:: WORK INSTRUCTION ::
Output the lines of the records below exactly, beginning at their first line and ending at the line with "Target: grainy texture"; include no pictures.

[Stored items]

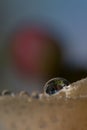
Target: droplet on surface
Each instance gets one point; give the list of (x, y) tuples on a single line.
[(54, 85)]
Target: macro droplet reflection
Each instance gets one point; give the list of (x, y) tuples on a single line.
[(55, 85)]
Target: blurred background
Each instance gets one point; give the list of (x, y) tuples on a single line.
[(40, 40)]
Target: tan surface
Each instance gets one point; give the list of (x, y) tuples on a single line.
[(24, 113)]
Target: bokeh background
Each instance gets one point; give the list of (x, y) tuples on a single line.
[(64, 22)]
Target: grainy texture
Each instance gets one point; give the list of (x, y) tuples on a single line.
[(52, 113)]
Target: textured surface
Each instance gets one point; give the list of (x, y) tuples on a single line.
[(46, 113)]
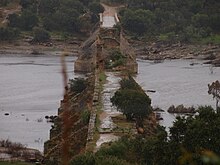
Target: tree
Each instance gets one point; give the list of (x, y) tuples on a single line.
[(96, 8), (214, 90), (77, 85), (41, 35), (8, 33)]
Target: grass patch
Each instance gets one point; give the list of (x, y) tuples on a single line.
[(102, 78), (121, 121), (214, 39), (15, 163)]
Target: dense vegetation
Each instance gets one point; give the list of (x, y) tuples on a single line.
[(192, 140), (172, 20), (132, 101), (63, 16)]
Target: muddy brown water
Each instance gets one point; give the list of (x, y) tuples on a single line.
[(31, 87)]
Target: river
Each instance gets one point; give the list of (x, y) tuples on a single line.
[(31, 88), (177, 82)]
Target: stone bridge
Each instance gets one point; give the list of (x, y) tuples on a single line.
[(93, 54), (98, 47)]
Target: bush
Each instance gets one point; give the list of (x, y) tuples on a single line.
[(132, 103), (77, 85), (41, 35), (8, 34)]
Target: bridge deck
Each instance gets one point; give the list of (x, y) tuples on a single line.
[(108, 21)]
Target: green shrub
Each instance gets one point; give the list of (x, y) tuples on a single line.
[(41, 35), (8, 34), (77, 85)]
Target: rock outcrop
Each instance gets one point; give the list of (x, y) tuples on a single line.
[(181, 109)]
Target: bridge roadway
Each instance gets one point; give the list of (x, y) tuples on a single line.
[(108, 21)]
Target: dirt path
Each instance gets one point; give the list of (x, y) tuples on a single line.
[(110, 10)]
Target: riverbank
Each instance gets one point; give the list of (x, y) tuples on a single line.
[(22, 47), (160, 51), (146, 51)]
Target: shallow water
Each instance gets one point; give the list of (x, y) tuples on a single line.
[(177, 82), (30, 88)]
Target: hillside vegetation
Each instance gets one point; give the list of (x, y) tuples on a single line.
[(66, 17), (173, 20)]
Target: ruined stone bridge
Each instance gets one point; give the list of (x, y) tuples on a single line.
[(94, 53)]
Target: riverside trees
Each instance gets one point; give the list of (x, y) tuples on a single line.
[(62, 16), (214, 90), (132, 101), (172, 20), (192, 140)]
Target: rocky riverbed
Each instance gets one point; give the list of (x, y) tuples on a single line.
[(160, 51)]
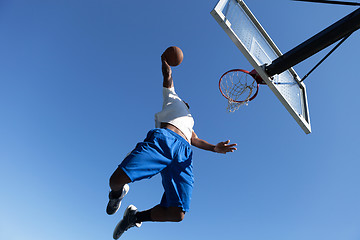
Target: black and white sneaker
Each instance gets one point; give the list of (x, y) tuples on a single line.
[(128, 221), (115, 201)]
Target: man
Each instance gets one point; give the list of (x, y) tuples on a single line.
[(165, 150)]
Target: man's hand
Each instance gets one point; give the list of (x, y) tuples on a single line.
[(166, 70), (225, 147)]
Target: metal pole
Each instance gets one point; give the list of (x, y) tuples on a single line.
[(313, 45)]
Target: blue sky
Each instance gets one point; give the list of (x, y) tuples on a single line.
[(80, 82)]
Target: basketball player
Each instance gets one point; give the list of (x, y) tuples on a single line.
[(166, 150)]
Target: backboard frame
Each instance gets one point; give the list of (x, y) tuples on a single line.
[(303, 118)]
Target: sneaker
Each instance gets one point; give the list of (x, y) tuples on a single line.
[(115, 202), (128, 221)]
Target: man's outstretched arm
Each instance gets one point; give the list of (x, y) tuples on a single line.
[(221, 147), (167, 73)]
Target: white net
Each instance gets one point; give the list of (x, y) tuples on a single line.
[(238, 87)]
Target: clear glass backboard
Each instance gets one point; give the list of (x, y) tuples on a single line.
[(255, 44)]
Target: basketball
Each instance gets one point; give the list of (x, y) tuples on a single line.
[(173, 56)]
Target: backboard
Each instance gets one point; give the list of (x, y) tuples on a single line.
[(249, 36)]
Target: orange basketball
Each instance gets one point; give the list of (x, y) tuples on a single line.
[(173, 56)]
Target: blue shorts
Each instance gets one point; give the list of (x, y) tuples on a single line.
[(164, 151)]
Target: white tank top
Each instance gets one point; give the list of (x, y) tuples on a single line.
[(175, 112)]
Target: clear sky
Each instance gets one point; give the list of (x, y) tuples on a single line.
[(80, 81)]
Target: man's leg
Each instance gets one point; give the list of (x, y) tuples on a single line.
[(161, 214), (119, 188), (134, 218)]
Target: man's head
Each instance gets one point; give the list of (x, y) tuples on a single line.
[(186, 104)]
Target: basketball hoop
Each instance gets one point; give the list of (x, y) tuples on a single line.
[(239, 87)]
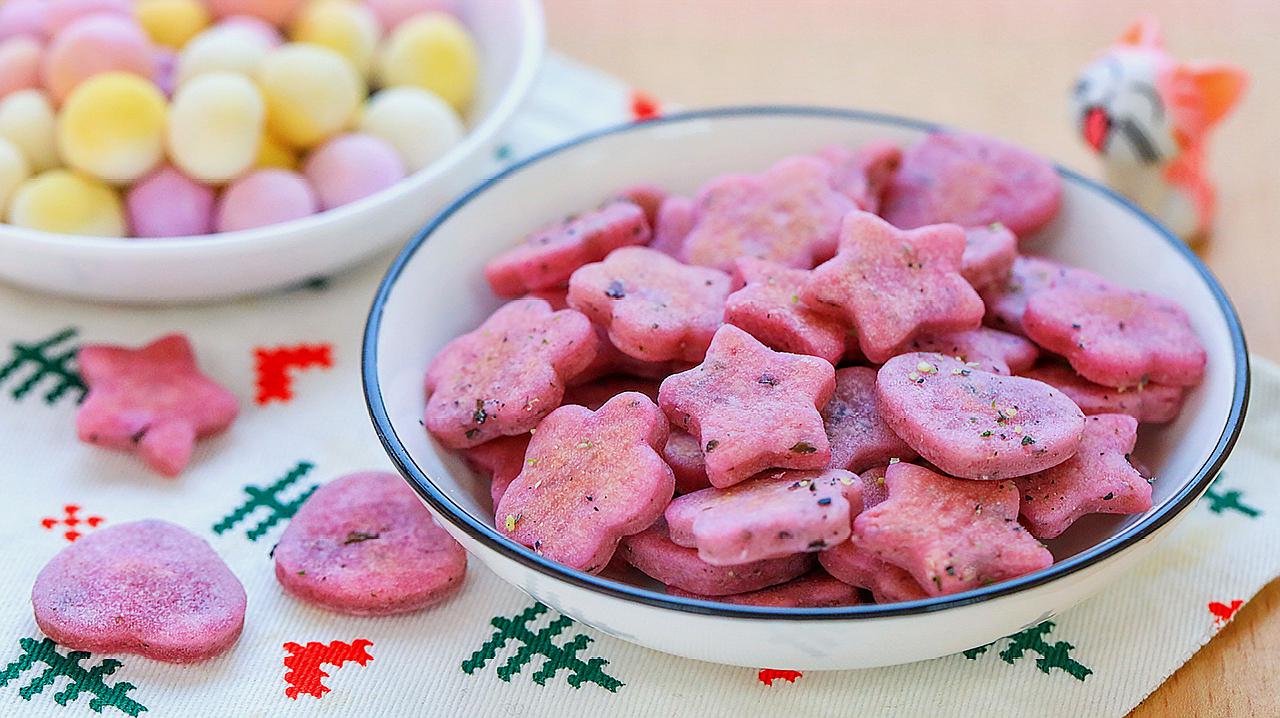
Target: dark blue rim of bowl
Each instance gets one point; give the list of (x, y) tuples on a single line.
[(494, 540)]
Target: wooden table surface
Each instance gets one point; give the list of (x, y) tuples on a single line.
[(1002, 68)]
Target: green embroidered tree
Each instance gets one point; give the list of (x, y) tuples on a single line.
[(45, 360), (80, 680), (269, 498), (1051, 655), (531, 644)]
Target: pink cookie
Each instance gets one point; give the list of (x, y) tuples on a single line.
[(855, 566), (1006, 301), (950, 534), (990, 350), (94, 45), (768, 307), (988, 255), (863, 174), (859, 438), (976, 424), (149, 588), (364, 544), (1150, 403), (589, 479), (19, 63), (502, 460), (771, 516), (1098, 479), (152, 401), (812, 590), (671, 225), (1118, 337), (352, 167), (503, 378), (263, 197), (895, 284), (169, 204), (656, 556), (547, 257), (654, 307), (789, 215), (684, 454), (752, 408), (972, 181)]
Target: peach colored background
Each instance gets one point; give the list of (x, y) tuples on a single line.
[(1004, 68)]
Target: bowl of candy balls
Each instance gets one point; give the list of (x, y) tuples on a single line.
[(803, 387), (192, 150)]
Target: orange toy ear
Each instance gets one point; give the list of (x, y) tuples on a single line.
[(1220, 86), (1144, 32)]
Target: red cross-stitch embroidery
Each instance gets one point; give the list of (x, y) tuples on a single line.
[(73, 521), (304, 664), (274, 380)]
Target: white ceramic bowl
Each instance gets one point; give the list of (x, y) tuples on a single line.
[(511, 37), (435, 291)]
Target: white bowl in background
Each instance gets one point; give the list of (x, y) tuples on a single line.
[(511, 37), (435, 291)]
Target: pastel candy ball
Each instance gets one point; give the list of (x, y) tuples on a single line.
[(13, 170), (67, 202), (311, 92), (263, 197), (23, 17), (27, 119), (275, 12), (432, 51), (95, 45), (351, 167), (225, 47), (392, 13), (215, 126), (364, 544), (416, 122), (63, 13), (346, 27), (169, 204), (19, 64), (149, 588), (172, 22), (113, 127)]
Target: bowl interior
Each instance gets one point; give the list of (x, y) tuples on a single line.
[(439, 291)]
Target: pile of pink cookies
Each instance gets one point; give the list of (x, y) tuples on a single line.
[(833, 379)]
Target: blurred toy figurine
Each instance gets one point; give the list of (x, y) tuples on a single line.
[(1150, 117)]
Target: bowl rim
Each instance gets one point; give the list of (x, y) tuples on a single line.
[(496, 542), (533, 33)]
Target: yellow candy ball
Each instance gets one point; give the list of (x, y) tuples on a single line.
[(13, 170), (343, 26), (311, 92), (432, 51), (113, 126), (68, 202), (27, 119), (215, 124), (274, 155), (170, 22)]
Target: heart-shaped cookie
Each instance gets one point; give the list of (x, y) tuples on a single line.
[(149, 588)]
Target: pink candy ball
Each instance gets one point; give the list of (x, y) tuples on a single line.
[(351, 167), (19, 64), (394, 12), (95, 45), (263, 197), (23, 17), (169, 204), (63, 13), (275, 12)]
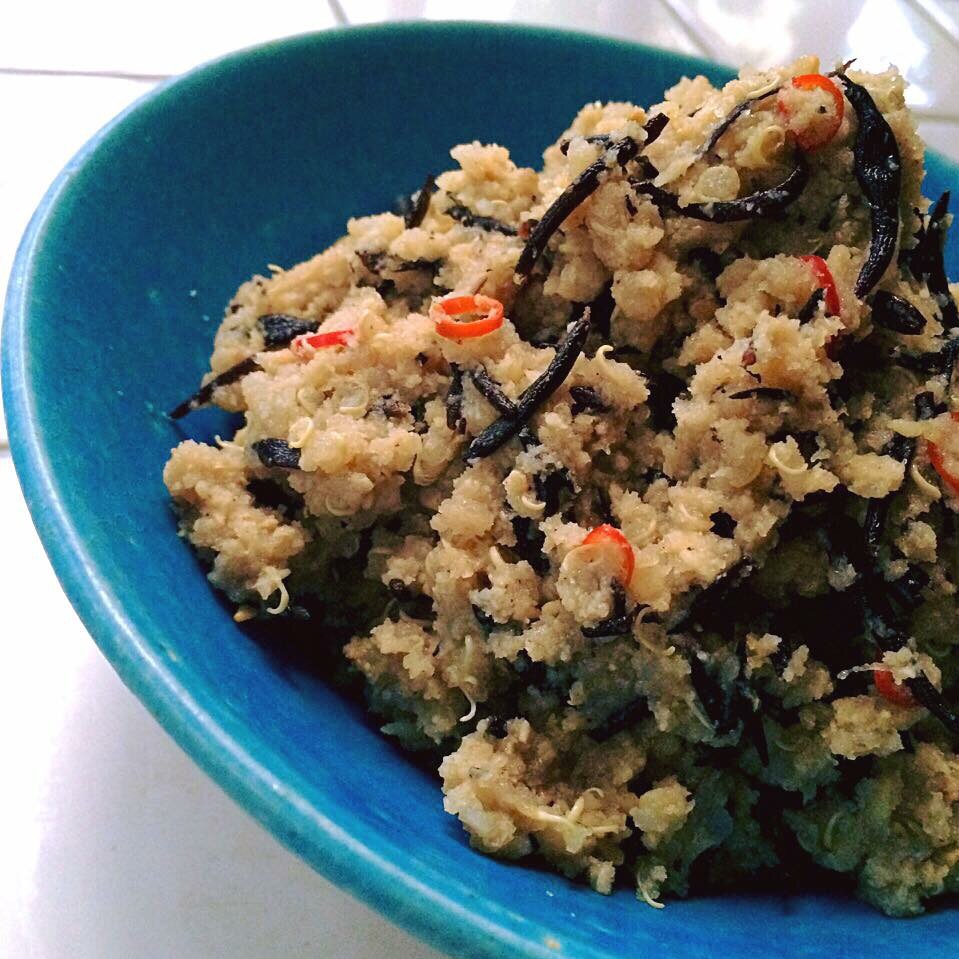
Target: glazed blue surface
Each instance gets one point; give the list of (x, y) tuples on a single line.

:: REPLY TO THE EXERCISE ::
Target: droplet on surface
Each instance gets one point; give the list of (x, y) tuples on a single line.
[(54, 85)]
Target: macro droplet reflection
Each instance gets one point; give the list of (x, y) tuples on a single line.
[(55, 85)]
Target: blurred background
Each instance gets one point; give the list of (x, y) tuples on a single line.
[(40, 40)]
Target: tan surface
Each instance gets one point; give the list of (x, y) tuples on a single line.
[(24, 113)]
Target: bokeh background
Each instance gets one point; give the list of (x, y) tuples on a single line.
[(64, 22)]
Target: grainy texture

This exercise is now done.